— WHAT TO WORK ON —
Extract every line of the records that contains the string "panel". Case counts.

— DATA SUPPLIED —
** begin **

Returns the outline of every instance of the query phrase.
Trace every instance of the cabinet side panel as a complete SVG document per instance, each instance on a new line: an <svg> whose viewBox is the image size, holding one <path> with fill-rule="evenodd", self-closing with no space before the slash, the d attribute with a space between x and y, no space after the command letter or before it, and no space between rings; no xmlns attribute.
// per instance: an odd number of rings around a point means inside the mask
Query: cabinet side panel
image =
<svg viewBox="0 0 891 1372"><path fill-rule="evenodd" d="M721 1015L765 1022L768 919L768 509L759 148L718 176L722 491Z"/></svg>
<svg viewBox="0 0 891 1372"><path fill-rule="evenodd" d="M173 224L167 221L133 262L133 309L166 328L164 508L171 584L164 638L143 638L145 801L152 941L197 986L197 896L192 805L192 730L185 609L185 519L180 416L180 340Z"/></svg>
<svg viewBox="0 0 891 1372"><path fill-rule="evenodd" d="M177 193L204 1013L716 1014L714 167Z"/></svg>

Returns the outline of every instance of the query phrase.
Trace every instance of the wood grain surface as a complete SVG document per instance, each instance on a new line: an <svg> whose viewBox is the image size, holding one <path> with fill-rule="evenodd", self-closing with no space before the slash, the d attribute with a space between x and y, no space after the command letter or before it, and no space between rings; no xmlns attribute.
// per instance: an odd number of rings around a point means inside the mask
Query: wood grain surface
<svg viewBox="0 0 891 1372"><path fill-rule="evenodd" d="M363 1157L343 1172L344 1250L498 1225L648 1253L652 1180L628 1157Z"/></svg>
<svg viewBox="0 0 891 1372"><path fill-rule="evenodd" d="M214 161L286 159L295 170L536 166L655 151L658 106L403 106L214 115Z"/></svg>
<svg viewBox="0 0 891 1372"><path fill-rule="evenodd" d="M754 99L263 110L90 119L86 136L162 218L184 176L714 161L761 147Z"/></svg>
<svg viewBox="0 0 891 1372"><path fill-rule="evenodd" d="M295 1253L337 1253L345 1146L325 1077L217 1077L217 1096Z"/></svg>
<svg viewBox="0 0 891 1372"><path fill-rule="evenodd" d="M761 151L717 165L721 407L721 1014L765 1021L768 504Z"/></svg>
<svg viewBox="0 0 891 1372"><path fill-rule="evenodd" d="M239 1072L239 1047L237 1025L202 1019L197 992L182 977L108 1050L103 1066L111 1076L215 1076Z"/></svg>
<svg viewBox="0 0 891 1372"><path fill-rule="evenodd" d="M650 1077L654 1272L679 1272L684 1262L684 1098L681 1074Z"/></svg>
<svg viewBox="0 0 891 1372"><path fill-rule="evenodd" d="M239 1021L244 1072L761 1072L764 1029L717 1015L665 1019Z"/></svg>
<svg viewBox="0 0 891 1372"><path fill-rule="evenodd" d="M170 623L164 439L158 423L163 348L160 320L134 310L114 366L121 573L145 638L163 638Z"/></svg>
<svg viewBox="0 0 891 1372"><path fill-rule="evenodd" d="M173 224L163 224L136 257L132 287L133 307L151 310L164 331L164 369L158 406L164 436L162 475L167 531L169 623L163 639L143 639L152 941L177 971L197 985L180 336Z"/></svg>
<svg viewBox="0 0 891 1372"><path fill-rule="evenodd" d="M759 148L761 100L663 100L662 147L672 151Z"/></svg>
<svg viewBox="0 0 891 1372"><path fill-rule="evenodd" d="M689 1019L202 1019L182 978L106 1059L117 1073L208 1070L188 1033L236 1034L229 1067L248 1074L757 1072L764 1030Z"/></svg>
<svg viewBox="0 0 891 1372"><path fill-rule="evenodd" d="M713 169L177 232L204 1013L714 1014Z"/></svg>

** end **

— RESPONSE FOR THIS EXERCISE —
Trace every instance of the cabinet side panel as a complete SVG document per instance, each instance on a new line: an <svg> whose viewBox is the image size, holding one <path> with fill-rule="evenodd", self-closing with no space before the slash, the d attribute with a space between x and y, no space after the command letter or before it, and no space between rings; no xmlns attribute.
Query: cabinet side panel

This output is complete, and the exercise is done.